* Consignes:
• a. D'après le texte sur la symbolique de la grue, que représente cet oiseau dans les cultures orientales ?
• b. Reprenez le texte sur la symbolique de la grue après sa dernière phrase et poursuivez-en la rédaction.

* Extrait fourni:
En tant que symbole onirique : Voix - Chance - Auto-défense - Longévité - Esprit - Grâce - Souplesse.


En tant que gardien ou protecteur : Défend en criant fort - Protège grâce aux arts martiaux.


En tant que guérisseur : Guérit en libérant la voix - Accroît la longévité.


En tant qu'oracle ou augure : Ne partagez pas votre attention ; Bonne chance.


Mythes et contes

Dans les cultures orientales, la grue symbolise la chance et la longévité.

* Données fournies:
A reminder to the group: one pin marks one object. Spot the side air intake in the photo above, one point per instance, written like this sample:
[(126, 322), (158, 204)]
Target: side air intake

* Corrigé:
• a. Dans les cultures orientales, la grue symbolise la chance et la longévité.

• b.
Si la grue est votre animal de pouvoir

Vous comprenez l'importance de la voix et prenez des cours, entre autres de chant, d'éloquence et de vocalisation thérapeutique. Vous connaissez le pouvoir de la voix primale quant à la guérison des traumatismes émotionnels. Parfois, vous descendez les vitres de la voiture et émettez un cri, long, perçant, discordant. Les vibrations purifient votre tête et éliminent les émotions bloquées. Utilisée ainsi, votre voix vous met en contact avec votre propre vérité. Vous étudiez les arts martiaux chinois pour améliorer la santé physique, la stabilité émotionnelle et la clarté mentale. Doué pour l'autodéfense, vous visez cependant surtout le développement personnel. Quand les choses ne vont pas bien, vous avez la sagesse de tenter une approche différente pour atteindre vos buts. Vous êtes un praticien spirituel engagé et croyez au potentiel de l'illumination.


Demandez à la grue de vous aider

  • à libérer le pouvoir de votre voix ;

  • à vous défendre sans devenir agressif.

Accéder au pouvoir de la grue en

  • suivant un cours d'arts martiaux ;

  • apprenant un chant spirituel.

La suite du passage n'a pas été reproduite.